What it seems to you has nothing to do with the actual cases.
The actual cases as they seem to whom? God, or someone else? Epistemology.
When there's a contradiction it has to be resolved and that's done in councils where the correct teaching is affirmed by the guidance of the Holy Spirit.
Protestants agree with Orthodox Councils entirely! Yet our contradictions have never been resolved in Council, have they? Let's get one going, you and me and whomever comes along, I can wear a bishop hat. :) Isn't that how Orthodox Councils are called? I mean, I'd love to have as much hierarchical support for one as possible, but if the hierarchy doesn't act then the contradiction waits patiently, doesn't it? (In a Protestant theory, the two of us have already begun convening a Council just by our collegial discussion, and it remains to be seen whether our august words will "take" in the larger church, just as Tradition decided which were Orthodox Councils and which were just friendly synods.)
No one taught this prior to Luther.
Not many, but because there were several schisms and many extinct heresies by that point the theory was already established. Namely, Orthodox claimed the mantle, so did Catholics, so did OO and Nestorians and Armenians. (The early church had unity but each congregation was still recognized as distinctive, such as when Paul and Peter split their strategies, or when Paul and Barnabas (more roughly) did the same.) So the distinctiveness of individual congregations is still held even when there's also schism among them. The issue with distinctives isn't the distinctives, but whether they are false as shown by them withering and dying (Jesus removing the candle). That's the only final test of the heretic or cult (dying in sin); the excommunication is just a preparatory formal declaration that may or may not be healed.

PROBLEM >>
Can you continue the exchange above about church councils, schism and heresy from the point where it stops?

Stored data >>
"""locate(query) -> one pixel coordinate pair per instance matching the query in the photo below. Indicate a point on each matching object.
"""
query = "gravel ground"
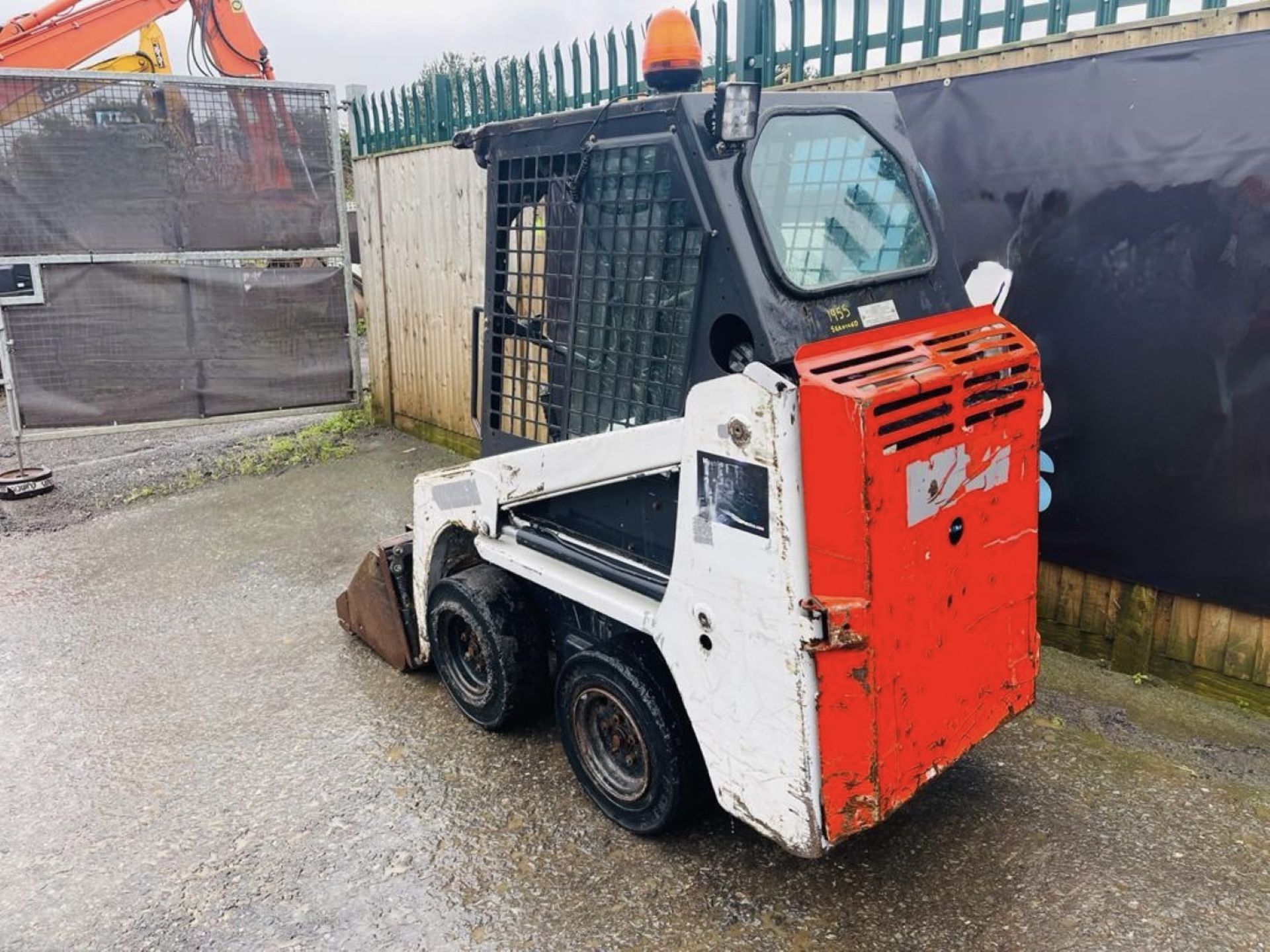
(193, 756)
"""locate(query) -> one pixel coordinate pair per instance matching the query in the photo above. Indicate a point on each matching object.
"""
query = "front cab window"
(833, 202)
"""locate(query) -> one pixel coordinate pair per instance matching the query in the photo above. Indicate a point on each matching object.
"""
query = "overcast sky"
(381, 44)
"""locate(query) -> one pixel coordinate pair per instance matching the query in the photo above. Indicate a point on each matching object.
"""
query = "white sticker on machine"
(878, 313)
(939, 481)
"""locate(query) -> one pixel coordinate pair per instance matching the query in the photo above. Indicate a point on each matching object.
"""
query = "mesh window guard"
(597, 298)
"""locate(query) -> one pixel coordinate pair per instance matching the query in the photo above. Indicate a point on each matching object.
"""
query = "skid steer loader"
(757, 500)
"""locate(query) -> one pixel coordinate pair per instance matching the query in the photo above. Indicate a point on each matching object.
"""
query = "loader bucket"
(379, 603)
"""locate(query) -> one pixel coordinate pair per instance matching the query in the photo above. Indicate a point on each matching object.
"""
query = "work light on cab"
(672, 52)
(736, 112)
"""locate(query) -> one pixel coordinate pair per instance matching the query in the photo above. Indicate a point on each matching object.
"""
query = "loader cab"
(636, 249)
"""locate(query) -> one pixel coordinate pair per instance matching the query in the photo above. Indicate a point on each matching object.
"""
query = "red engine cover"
(920, 466)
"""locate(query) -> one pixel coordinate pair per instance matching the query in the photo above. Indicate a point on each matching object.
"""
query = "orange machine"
(63, 34)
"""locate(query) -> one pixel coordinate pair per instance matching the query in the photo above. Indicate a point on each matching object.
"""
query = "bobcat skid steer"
(757, 506)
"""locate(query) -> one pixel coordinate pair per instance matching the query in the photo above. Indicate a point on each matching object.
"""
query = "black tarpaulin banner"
(1129, 193)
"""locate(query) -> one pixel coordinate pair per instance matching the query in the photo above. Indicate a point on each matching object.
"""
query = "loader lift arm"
(63, 34)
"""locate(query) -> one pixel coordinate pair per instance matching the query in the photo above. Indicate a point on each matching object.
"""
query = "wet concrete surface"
(194, 756)
(97, 473)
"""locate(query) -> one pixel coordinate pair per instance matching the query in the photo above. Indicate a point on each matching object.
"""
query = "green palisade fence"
(535, 84)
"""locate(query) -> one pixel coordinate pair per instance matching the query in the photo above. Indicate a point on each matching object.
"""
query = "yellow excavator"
(151, 55)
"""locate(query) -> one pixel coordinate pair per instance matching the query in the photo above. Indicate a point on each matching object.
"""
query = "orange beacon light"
(672, 52)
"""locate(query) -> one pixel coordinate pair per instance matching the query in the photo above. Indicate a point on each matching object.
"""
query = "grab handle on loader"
(474, 391)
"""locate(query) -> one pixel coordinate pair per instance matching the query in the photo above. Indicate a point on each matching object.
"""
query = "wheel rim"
(468, 663)
(611, 746)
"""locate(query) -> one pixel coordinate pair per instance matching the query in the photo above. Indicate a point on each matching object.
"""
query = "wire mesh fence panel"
(118, 165)
(190, 244)
(143, 342)
(596, 272)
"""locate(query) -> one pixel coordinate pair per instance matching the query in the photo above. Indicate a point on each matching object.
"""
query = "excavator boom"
(63, 34)
(151, 55)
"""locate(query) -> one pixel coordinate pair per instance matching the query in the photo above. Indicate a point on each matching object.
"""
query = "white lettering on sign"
(935, 483)
(879, 313)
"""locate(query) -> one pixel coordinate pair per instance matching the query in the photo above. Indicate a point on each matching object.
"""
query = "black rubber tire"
(675, 775)
(489, 647)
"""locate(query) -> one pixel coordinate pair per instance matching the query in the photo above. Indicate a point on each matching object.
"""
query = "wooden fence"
(422, 233)
(422, 230)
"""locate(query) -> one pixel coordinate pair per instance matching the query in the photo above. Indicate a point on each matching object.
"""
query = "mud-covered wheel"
(488, 647)
(628, 739)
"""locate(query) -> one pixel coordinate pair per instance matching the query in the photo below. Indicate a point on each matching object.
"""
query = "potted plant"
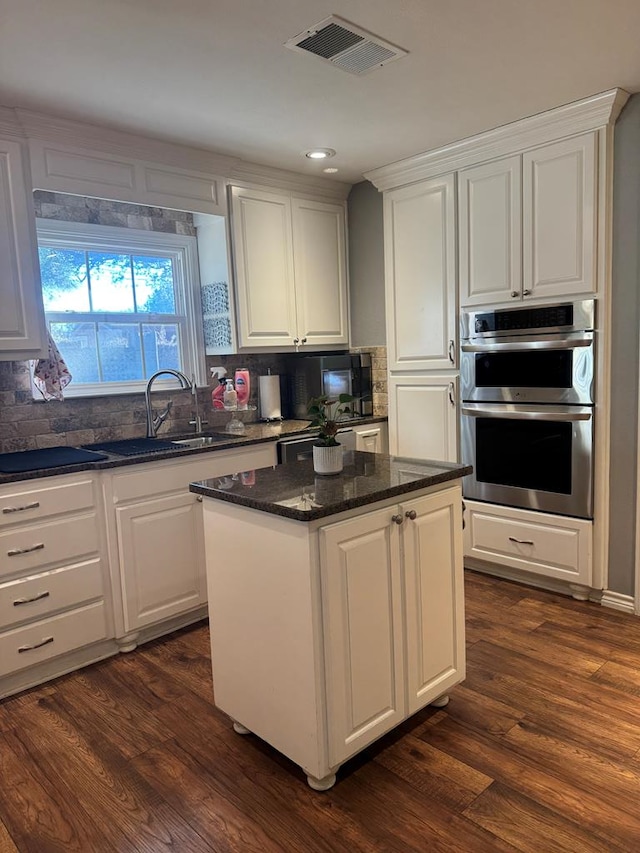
(325, 413)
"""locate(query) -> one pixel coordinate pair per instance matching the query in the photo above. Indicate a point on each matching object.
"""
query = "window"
(120, 304)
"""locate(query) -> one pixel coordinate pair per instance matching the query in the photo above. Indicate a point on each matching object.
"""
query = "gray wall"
(366, 266)
(625, 320)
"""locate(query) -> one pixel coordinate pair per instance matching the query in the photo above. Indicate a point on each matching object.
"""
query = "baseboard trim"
(618, 601)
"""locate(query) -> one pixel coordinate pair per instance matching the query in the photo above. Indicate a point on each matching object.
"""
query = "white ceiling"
(215, 73)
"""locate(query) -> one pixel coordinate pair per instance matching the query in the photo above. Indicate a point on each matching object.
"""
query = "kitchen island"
(336, 603)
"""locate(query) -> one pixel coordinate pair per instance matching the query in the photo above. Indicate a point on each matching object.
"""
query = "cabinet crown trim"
(99, 139)
(568, 120)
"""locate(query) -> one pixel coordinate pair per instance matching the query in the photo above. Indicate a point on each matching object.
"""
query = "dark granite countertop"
(255, 433)
(295, 491)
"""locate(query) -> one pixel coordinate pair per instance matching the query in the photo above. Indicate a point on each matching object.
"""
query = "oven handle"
(515, 346)
(522, 413)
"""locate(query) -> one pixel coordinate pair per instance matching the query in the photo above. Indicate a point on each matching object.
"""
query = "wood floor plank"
(528, 826)
(6, 842)
(33, 810)
(498, 759)
(577, 721)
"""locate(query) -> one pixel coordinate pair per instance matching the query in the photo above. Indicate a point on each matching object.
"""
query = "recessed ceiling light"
(320, 153)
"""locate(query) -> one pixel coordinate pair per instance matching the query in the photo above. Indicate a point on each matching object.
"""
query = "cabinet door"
(263, 264)
(22, 329)
(560, 218)
(490, 229)
(434, 589)
(161, 547)
(420, 275)
(320, 272)
(362, 621)
(423, 417)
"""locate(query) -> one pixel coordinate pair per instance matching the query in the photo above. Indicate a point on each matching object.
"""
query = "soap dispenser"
(230, 397)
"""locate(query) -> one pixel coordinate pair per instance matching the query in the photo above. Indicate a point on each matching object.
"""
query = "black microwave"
(310, 376)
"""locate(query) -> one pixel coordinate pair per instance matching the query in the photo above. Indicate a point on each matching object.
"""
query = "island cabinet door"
(434, 596)
(362, 624)
(161, 545)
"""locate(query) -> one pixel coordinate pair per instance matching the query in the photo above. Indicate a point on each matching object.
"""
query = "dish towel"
(51, 375)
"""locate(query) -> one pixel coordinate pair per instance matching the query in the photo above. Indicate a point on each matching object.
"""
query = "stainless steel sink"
(202, 440)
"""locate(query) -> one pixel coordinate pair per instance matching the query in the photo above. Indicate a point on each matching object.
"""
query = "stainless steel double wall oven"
(527, 389)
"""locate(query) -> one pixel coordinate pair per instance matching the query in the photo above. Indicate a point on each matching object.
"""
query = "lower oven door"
(535, 457)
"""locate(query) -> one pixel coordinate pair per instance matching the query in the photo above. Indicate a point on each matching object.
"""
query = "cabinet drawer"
(36, 596)
(21, 503)
(553, 546)
(163, 477)
(32, 546)
(49, 638)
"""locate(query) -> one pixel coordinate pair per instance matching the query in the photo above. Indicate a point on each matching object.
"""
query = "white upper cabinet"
(560, 218)
(263, 256)
(290, 268)
(489, 206)
(22, 328)
(319, 254)
(528, 224)
(420, 274)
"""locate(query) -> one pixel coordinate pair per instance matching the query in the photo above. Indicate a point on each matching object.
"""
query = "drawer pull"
(37, 597)
(15, 551)
(35, 645)
(521, 541)
(7, 509)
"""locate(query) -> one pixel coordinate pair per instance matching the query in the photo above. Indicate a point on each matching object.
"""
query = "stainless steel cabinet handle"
(15, 551)
(36, 597)
(7, 509)
(36, 645)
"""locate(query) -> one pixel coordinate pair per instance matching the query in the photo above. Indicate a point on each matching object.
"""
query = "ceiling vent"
(341, 43)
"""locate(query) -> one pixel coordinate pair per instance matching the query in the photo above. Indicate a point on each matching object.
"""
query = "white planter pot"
(327, 460)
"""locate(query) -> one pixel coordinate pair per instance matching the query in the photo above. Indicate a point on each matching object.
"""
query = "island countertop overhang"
(294, 491)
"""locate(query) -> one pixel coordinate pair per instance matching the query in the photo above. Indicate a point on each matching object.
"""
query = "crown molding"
(282, 179)
(9, 124)
(568, 120)
(93, 137)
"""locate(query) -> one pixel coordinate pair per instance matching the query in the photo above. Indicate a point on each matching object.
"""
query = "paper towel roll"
(270, 408)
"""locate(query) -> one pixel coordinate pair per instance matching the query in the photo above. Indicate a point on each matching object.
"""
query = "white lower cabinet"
(156, 539)
(423, 416)
(340, 630)
(393, 616)
(552, 546)
(55, 602)
(372, 438)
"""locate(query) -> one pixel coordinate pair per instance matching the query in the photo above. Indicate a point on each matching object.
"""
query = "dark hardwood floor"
(538, 751)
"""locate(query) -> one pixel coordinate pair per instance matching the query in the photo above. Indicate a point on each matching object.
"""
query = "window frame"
(182, 249)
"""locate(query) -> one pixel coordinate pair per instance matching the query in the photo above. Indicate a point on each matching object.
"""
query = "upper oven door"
(533, 369)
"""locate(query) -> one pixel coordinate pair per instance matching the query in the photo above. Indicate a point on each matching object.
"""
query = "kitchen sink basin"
(202, 440)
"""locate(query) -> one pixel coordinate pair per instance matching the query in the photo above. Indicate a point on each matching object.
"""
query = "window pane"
(120, 354)
(78, 347)
(154, 284)
(161, 347)
(64, 279)
(111, 282)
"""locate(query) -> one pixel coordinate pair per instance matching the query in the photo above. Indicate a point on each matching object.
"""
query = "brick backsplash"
(28, 424)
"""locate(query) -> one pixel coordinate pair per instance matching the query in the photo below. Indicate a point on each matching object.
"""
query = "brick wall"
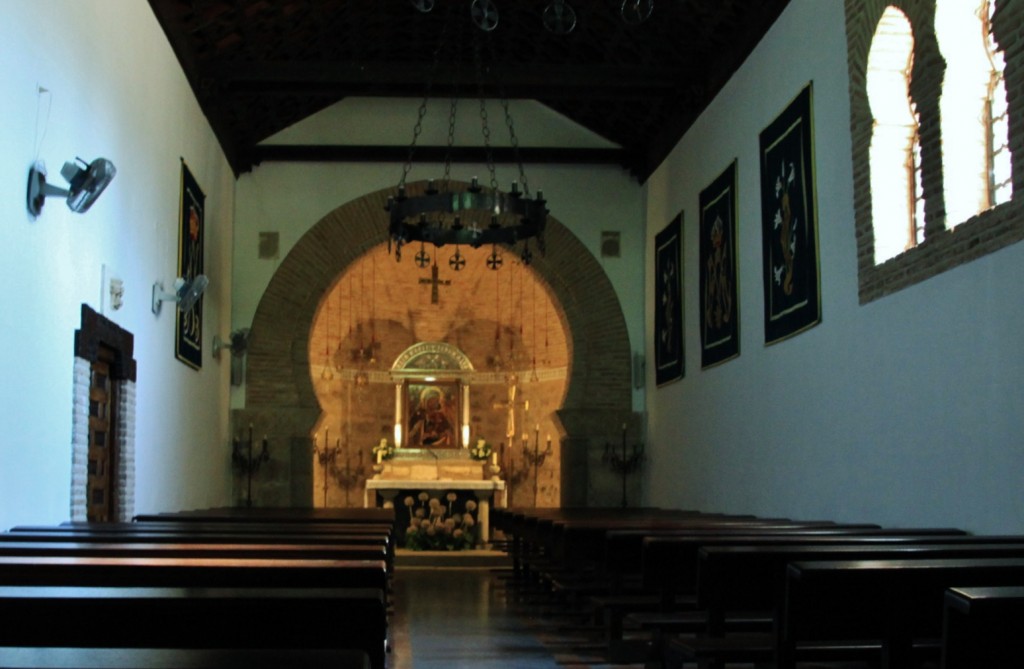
(943, 249)
(338, 288)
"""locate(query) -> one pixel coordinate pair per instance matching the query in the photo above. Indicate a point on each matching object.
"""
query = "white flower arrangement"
(481, 451)
(383, 451)
(432, 526)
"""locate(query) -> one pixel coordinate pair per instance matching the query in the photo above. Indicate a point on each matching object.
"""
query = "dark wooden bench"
(666, 597)
(983, 628)
(740, 588)
(350, 515)
(832, 608)
(110, 547)
(65, 658)
(136, 534)
(195, 618)
(193, 572)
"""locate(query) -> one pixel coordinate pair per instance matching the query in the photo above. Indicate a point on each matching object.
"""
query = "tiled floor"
(458, 617)
(462, 617)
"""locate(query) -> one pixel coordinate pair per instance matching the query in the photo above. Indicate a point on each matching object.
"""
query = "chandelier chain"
(514, 140)
(422, 112)
(453, 110)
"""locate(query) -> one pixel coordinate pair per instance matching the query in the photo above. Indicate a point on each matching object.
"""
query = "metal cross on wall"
(434, 283)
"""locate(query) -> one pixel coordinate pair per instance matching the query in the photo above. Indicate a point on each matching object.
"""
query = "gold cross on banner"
(434, 283)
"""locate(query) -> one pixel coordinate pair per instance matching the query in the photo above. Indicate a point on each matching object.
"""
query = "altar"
(484, 491)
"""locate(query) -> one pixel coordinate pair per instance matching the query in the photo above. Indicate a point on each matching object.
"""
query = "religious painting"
(719, 278)
(788, 222)
(669, 360)
(432, 415)
(188, 325)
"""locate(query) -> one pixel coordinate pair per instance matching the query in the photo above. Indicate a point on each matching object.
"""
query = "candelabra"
(536, 457)
(326, 456)
(244, 460)
(513, 476)
(349, 476)
(626, 462)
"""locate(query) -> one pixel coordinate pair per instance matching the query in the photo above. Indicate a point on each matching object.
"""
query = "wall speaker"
(638, 371)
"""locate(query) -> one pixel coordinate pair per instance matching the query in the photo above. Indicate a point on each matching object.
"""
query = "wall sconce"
(86, 181)
(185, 294)
(238, 345)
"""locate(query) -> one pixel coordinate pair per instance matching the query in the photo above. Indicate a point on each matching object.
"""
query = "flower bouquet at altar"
(481, 451)
(434, 526)
(383, 451)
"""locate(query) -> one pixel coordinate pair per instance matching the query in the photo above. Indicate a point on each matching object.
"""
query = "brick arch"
(280, 396)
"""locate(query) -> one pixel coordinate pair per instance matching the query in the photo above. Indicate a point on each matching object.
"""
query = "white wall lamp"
(185, 294)
(86, 181)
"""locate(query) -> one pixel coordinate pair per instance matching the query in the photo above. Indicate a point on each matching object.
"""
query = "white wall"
(290, 198)
(906, 411)
(116, 90)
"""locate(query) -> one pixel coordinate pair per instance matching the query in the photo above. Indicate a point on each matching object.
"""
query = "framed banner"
(669, 359)
(719, 303)
(788, 222)
(192, 227)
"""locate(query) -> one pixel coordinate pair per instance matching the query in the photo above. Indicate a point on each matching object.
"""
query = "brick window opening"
(975, 154)
(897, 204)
(1000, 187)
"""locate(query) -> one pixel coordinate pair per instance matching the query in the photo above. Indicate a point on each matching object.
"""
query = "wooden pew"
(253, 537)
(65, 658)
(740, 588)
(112, 548)
(192, 572)
(664, 601)
(195, 618)
(351, 515)
(832, 607)
(982, 628)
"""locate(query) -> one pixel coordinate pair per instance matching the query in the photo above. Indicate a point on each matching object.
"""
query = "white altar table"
(483, 490)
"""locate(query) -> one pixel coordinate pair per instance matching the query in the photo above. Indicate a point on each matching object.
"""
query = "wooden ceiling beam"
(411, 79)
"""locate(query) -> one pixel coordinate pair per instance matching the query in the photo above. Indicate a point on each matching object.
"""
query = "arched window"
(999, 172)
(897, 206)
(975, 156)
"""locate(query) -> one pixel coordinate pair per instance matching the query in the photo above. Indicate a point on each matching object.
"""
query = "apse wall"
(904, 411)
(114, 89)
(290, 198)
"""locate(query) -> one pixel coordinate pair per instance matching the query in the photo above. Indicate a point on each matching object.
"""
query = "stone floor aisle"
(457, 617)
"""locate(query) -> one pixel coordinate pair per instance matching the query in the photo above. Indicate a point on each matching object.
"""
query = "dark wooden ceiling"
(258, 67)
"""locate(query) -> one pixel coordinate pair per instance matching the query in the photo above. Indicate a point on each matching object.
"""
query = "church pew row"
(884, 537)
(741, 589)
(92, 658)
(195, 618)
(898, 602)
(664, 586)
(192, 572)
(19, 545)
(352, 515)
(199, 555)
(252, 536)
(570, 561)
(982, 627)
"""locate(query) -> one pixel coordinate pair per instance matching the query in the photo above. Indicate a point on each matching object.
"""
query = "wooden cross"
(434, 283)
(510, 406)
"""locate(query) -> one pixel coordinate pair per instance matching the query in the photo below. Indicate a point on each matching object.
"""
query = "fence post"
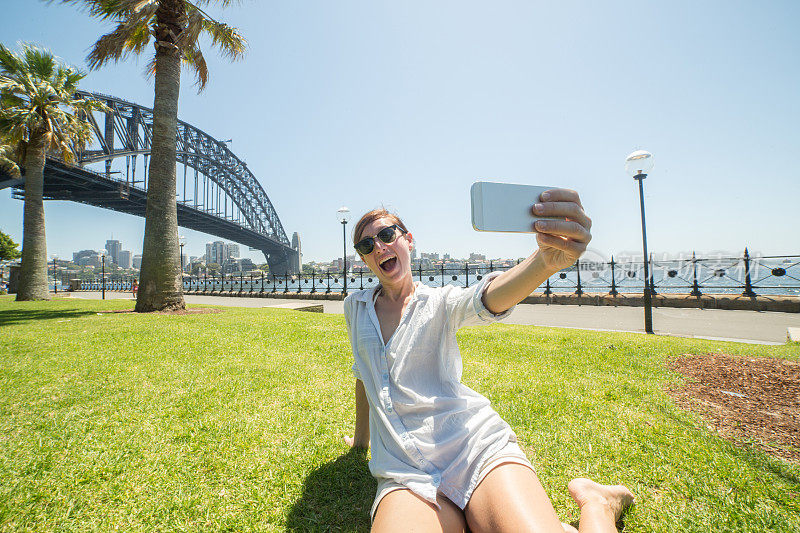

WRITTEN REPLY >>
Furthermore this doctrine assumes a criteria for judging which parts of the faith are essential.
When I first realized as a youth that all churches proclaim the same essential but all have a different way of framing that essential (starting with three creeds, e.g.), it showed that the essential is ineffable and all our statements of it are just instantiations. So it's still possible to hold to the ideal and then to make mistakes in implementing it. Killing another sect is usually a mistake. I've found ways to resolve most all Protestant distinctives, which is why I'm working on Orthodox and Catholic distinctives too. But I'm not finding many Orthodox distinctives that I don't already appreciate as a Protestant.
Now we could select a form of "infallibility" as a distinctive, the Orthodox Church Will Never Fail. Hmm, I dunno. I'm confident what God calls his Church will never fail; now how can I be certain of what God calls his Church? Because of the circular argument risk, I can only be sufficiently certain. That means it's theoretically possible that any Church organization could fail (stand lest ye fall), but while a Church stands strong it's sufficiently likely that it won't fail anytime soon. We extend the hand of fellowship (a token of our sufficient understanding). So I can't say that even infallibility pertains necessarily to the Orthodox and nobody else, because any definition of it applies to all, or none.
TLDR: (1) I'm so grateful you've given occasion for me to work through this, and hopeful it's helpful for you too. (2) I still see any schism as producing branches of equal character unless one dies. (3) Therefore the trunk is only the primitive church for the first ~300 years, which only has the character of being a branch like the others but without other extant branches at the same time. (4) Query: I'm still looking for something that makes Orthodoxy "truer" than anyone else. (5) If I could, I'd join the Catholics and the Orthodox Church at the same time and also retain my Protest until it is resolved, to get permission from all three to continue being identified among them. (6) That is, I believe any dispute can be resolved by cautious definition: I like to say Luther and Leo just talked past each other and missed their chance. (7) So comparing what Protestants and Orthodox should think we will ultimately find the same thing on any point, unity of knowledge of the Son, Eph. 4:13.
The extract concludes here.